[[ GIVEN TEXT open ]]

Step 7: JupyterHub Spawner Configuration

Configure your JupyterHub spawner:

# jupyterhub_config.py
c.JupyterHub.spawner_class = 'dockerspawner.DockerSpawner'
c.DockerSpawner.image = 'your-org/your-service:latest'
c.DockerSpawner.network_name = 'jupyterhub-network'
c.DockerSpawner.volumes = {
    'jupyterhub-user-{username}': '/home/{username}'
}
c.DockerSpawner.extra_create_kwargs = {'user': 'root'}  # For permission fixing
c.DockerSpawner.cmd = ''  # Use container's entrypoint
c.Spawner.default_url = '/proxy/8081/'  # Direct to your service

Testing Strategy

Unit Tests

Test environment detection logic
Test API endpoint responses
Test URL rewriting functions
Test proxy functionality

Integration Tests

Test standalone mode startup
Test JupyterHub mode startup
Test API compatibility with JupyterHub
Test URL path handling

End-to-End Tests

Test spawning from JupyterHub
Test service accessibility
Test OAuth flows
Test WebSocket connections (if applicable)

Common OAuth Fixes

Named Server OAuth Issues

# oauth_named_server_fix.py
"""Fix OAuth redirect URLs for named servers"""
def fix_oauth_redirect_url(url):
    # Remove service prefix from hub OAuth URLs
    if '/user/' in url and '/hub/api/oauth2' in url:
        return url.replace('/user/{username}/{servername}/hub/', '/hub/')
    return url

Scope Fixes

# jupyter_scope_fix.py
"""Fix OAuth scopes for named servers"""

[[ GIVEN TEXT closed ]]
[[ DATASET CONTENT open ]]

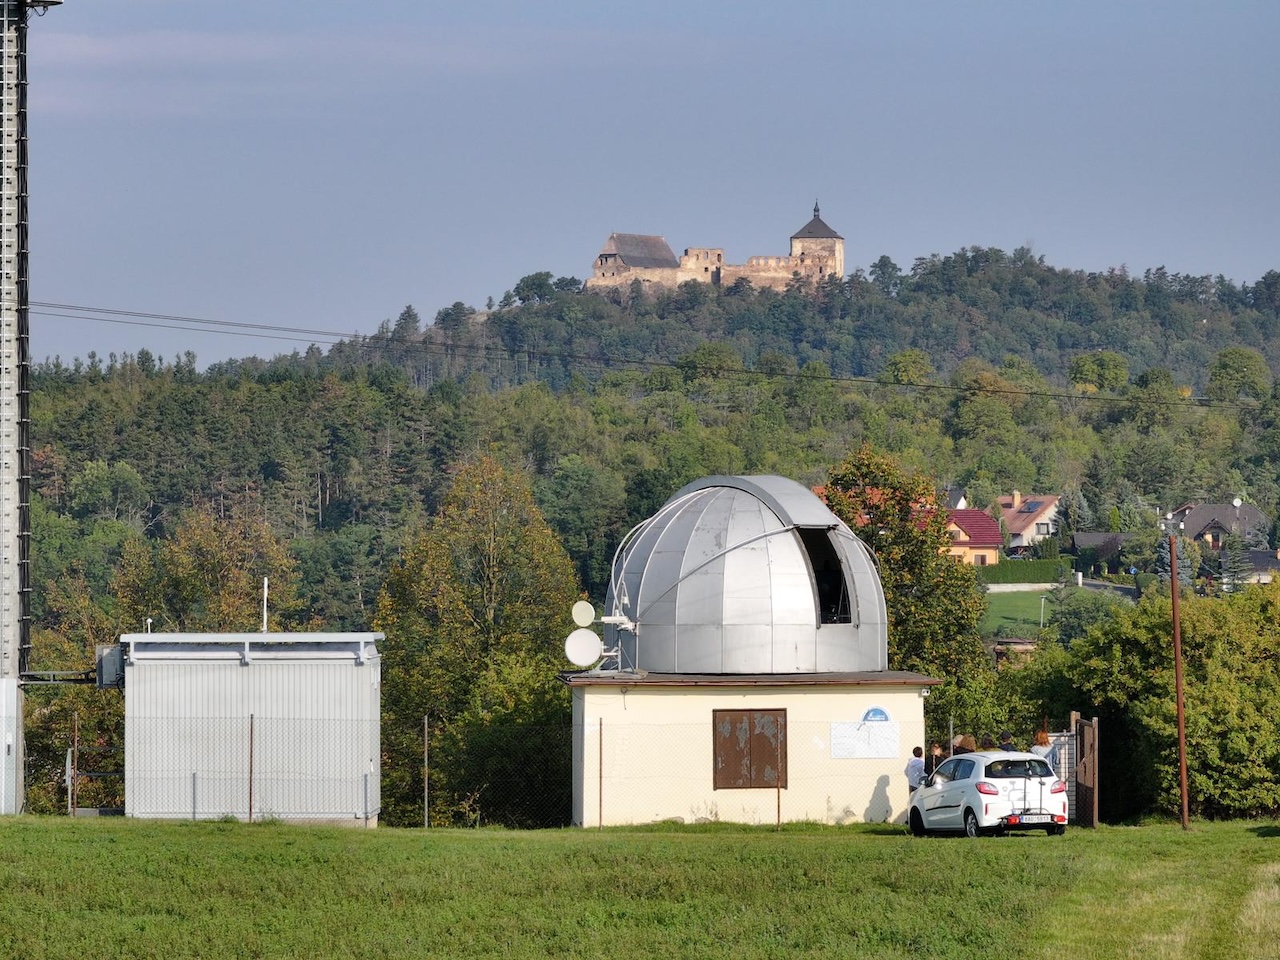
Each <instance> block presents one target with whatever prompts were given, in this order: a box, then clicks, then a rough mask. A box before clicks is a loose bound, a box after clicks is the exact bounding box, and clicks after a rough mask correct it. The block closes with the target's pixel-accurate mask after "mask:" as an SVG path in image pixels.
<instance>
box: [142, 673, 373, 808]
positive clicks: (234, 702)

[[ DATASET CONTENT closed ]]

§ TASKS
1: In the JupyterHub guide, what default URL does the spawner configuration send users to?
2: Sum up the JupyterHub guide in three sentences.

§ RESPONSES FOR EACH TASK
1: '/proxy/8081/'

2: The guide configures the JupyterHub spawner to use DockerSpawner, setting the image, network, user volumes, container settings, and a default URL that leads to the service. Its testing strategy covers unit, integration, and end-to-end tests, ranging from environment detection and URL handling to spawning from JupyterHub and OAuth flows. It then covers common OAuth fixes for named servers, including a function that removes the service prefix from hub OAuth redirect URLs.